> [TO BE DONE]
In the passage on the Mufaddaliyat, write out everything from "Anthology of ancient" down to "pre-Islamic Arab life.", replacing "Golden Age" with "Classical Age".

> [PASSAGE PROVIDED]
----------
Mufaddaliyat
- Author: Mufaḍḍal al-Ḍabbī
- Original title: المفضليات
- Language: Arabic
- Subject: Pre-Islamic Arabic poetry
- Genre: Anthology
- Publication date: 762-784 CE
- Publication place: Abbasid Caliphate
- Media type: Print

= Mufaddaliyat =

Anthology of ancient Arabic poems

The Mufaddaliyyat (Arabic: المفضليات / ALA-LC: al-Mufaḍḍaliyāt), meaning "The Examination of al-Mufaḍḍal", is an anthology of pre-Islamic Arabic poems deriving its name from its author, Mufaḍḍal al-Ḍabbī, who compiled it between 762 and his death in 784 CE. It contains 126 poems, some complete odes, others fragmentary. They are all of the Golden Age of Arabic poetry (500—650) and are considered to be the best choices of poems from that period by different authors. There are 68 authors, two of whom were Christian. The oldest poems in the collection date from about 500 CE. The collection is a valuable source concerning pre-Islamic Arab life.
----------
> [GIVEN ENTRIES]

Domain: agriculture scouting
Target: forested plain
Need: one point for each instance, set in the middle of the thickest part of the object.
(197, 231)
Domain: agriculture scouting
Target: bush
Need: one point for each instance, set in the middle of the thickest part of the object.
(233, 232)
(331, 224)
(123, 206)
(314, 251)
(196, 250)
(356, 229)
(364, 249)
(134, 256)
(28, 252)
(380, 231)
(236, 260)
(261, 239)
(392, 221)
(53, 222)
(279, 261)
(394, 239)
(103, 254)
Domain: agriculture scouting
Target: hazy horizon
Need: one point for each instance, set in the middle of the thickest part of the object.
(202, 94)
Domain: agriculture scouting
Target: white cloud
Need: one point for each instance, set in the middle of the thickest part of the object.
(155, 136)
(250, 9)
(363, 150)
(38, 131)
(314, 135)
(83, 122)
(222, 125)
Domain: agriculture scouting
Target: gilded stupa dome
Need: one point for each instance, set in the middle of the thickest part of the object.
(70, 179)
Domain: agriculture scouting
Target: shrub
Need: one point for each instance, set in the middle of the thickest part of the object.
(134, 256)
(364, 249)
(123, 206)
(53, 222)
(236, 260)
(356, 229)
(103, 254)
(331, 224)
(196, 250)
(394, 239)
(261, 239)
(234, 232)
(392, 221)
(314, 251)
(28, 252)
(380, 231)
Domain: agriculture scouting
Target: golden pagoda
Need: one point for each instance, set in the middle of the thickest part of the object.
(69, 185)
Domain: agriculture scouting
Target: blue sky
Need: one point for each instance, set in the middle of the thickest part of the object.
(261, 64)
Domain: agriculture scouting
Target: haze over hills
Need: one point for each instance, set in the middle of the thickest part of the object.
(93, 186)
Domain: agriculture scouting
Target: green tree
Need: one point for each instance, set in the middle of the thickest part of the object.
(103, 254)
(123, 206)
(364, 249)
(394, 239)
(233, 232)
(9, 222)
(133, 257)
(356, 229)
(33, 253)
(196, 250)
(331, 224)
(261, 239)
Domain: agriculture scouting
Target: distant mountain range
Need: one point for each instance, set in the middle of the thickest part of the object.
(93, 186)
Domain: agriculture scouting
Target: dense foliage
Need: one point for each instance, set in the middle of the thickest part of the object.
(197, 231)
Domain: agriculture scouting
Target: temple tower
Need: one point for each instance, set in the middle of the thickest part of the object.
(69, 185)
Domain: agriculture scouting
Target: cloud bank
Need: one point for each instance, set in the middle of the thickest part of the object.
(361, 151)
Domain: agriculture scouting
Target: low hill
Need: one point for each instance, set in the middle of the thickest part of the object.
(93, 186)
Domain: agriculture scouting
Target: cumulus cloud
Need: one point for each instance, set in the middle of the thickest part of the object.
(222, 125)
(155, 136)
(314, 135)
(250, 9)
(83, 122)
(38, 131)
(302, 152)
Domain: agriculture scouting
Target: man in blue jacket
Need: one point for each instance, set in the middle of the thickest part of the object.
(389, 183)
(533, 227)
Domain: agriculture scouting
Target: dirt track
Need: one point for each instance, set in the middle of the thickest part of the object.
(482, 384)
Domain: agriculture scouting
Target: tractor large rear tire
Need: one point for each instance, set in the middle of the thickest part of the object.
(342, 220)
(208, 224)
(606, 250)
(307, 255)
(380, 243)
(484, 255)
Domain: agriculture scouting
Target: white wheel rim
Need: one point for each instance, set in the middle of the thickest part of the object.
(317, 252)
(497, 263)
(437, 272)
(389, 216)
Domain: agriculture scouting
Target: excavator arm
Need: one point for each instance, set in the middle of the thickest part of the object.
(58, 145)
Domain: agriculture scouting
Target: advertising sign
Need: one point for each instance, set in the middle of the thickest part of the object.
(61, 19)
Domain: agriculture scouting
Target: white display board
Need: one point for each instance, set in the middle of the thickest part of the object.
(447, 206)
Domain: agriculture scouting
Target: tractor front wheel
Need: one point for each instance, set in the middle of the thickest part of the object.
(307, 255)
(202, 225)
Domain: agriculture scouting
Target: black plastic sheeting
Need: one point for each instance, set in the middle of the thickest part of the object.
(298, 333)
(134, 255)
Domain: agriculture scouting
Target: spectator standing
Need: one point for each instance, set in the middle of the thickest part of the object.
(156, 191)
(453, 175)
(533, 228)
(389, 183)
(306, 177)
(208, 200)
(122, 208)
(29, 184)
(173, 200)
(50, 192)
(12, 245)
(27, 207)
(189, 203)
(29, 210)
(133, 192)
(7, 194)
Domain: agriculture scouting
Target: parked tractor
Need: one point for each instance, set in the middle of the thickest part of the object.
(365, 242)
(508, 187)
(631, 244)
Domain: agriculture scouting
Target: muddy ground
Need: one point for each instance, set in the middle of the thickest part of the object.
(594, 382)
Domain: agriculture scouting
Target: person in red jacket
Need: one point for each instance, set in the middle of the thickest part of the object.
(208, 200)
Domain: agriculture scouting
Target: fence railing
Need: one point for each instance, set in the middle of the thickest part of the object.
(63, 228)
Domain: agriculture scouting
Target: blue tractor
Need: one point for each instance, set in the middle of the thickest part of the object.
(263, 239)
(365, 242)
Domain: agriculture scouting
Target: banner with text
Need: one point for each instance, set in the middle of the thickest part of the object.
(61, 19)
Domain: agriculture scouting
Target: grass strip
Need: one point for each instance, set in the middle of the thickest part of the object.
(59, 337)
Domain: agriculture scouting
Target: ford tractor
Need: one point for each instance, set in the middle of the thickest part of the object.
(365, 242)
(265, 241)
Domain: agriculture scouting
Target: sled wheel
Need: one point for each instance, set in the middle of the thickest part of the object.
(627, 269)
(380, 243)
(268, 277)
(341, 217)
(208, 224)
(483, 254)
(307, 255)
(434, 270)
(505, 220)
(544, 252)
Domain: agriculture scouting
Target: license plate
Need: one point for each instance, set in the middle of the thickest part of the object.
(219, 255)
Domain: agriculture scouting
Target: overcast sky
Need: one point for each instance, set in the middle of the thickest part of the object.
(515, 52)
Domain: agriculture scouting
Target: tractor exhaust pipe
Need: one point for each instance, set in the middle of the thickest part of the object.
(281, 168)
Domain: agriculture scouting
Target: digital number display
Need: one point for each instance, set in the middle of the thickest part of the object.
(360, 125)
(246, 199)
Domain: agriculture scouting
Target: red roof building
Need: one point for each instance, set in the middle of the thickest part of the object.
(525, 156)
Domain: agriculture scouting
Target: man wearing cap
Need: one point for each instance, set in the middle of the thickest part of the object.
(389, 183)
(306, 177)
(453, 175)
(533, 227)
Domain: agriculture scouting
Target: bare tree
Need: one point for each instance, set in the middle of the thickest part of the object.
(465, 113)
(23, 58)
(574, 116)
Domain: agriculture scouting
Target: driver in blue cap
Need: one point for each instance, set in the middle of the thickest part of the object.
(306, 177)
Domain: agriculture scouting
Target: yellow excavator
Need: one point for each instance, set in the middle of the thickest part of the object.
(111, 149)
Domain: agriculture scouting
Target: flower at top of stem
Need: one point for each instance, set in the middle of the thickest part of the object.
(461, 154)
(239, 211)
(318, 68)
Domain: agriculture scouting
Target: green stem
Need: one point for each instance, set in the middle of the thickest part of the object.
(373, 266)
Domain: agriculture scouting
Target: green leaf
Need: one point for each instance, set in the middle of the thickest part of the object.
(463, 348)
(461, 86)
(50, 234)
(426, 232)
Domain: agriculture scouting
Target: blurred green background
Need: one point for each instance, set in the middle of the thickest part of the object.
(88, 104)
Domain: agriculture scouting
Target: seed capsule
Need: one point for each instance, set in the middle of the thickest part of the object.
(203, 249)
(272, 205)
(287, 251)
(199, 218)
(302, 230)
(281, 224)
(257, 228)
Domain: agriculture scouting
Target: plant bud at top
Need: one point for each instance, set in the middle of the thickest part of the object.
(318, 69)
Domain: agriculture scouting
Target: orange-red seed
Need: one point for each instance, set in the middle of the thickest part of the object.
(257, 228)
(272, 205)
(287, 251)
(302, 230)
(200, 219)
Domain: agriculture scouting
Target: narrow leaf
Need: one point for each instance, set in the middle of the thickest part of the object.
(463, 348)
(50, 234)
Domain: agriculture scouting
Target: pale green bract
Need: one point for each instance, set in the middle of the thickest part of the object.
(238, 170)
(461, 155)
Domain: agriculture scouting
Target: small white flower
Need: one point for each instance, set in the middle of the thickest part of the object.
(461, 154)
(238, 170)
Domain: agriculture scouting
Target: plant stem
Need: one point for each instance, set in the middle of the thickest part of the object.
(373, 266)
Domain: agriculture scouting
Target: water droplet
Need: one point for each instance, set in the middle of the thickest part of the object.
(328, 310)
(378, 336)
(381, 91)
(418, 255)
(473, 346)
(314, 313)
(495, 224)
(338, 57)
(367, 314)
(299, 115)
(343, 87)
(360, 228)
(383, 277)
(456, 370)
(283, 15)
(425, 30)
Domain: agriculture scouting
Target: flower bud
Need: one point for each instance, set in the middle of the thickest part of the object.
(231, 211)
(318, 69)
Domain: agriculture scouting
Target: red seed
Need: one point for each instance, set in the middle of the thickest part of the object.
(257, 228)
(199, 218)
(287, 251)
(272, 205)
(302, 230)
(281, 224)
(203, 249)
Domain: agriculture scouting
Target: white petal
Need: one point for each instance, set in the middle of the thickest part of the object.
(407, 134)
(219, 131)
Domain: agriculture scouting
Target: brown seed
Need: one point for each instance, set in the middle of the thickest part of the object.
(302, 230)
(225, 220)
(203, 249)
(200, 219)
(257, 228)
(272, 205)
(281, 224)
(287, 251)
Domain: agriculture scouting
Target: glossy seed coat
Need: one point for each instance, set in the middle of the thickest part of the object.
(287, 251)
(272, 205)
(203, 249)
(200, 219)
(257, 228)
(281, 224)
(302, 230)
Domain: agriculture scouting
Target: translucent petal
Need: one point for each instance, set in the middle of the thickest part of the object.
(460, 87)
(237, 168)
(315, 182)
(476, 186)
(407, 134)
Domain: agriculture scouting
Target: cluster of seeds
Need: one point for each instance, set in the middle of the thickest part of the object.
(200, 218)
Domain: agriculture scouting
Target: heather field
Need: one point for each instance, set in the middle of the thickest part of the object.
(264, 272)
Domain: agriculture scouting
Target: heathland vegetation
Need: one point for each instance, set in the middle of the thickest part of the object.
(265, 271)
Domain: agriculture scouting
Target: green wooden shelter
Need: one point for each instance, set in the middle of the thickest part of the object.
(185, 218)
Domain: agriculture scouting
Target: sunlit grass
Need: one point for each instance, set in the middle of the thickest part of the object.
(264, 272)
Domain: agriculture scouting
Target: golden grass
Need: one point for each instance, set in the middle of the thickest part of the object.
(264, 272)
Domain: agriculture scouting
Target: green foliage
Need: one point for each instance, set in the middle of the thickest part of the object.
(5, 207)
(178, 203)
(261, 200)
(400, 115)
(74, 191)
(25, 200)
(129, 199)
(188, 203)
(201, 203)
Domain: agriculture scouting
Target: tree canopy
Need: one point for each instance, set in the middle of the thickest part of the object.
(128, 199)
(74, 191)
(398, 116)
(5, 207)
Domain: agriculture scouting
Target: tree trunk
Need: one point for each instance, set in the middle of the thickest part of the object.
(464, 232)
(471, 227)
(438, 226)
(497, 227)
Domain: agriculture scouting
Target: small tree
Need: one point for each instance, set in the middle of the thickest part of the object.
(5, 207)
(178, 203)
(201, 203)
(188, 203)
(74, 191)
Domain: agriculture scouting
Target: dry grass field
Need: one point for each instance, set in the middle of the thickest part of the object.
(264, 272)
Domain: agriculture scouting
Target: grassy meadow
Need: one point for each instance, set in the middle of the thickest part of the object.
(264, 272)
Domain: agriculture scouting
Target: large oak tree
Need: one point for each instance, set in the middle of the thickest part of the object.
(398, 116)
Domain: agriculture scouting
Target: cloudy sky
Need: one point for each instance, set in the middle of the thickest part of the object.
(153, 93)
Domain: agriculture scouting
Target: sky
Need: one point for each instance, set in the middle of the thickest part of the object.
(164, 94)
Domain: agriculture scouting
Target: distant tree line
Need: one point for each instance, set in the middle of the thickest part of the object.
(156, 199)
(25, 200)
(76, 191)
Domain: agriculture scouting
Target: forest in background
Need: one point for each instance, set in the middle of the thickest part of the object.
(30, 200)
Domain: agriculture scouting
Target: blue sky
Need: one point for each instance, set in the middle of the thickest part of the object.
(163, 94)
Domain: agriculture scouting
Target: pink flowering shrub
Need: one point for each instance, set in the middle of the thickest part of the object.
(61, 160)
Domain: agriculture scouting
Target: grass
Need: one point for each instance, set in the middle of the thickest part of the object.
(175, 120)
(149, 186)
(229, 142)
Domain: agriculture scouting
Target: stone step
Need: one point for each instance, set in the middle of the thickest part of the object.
----------
> [RESULT OF THIS EXERCISE]
Anthology of ancient Arabic poems

The Mufaddaliyyat (Arabic: المفضليات / ALA-LC: al-Mufaḍḍaliyāt), meaning "The Examination of al-Mufaḍḍal", is an anthology of pre-Islamic Arabic poems deriving its name from its author, Mufaḍḍal al-Ḍabbī, who compiled it between 762 and his death in 784 CE. It contains 126 poems, some complete odes, others fragmentary. They are all of the Classical Age of Arabic poetry (500—650) and are considered to be the best choices of poems from that period by different authors. There are 68 authors, two of whom were Christian. The oldest poems in the collection date from about 500 CE. The collection is a valuable source concerning pre-Islamic Arab life.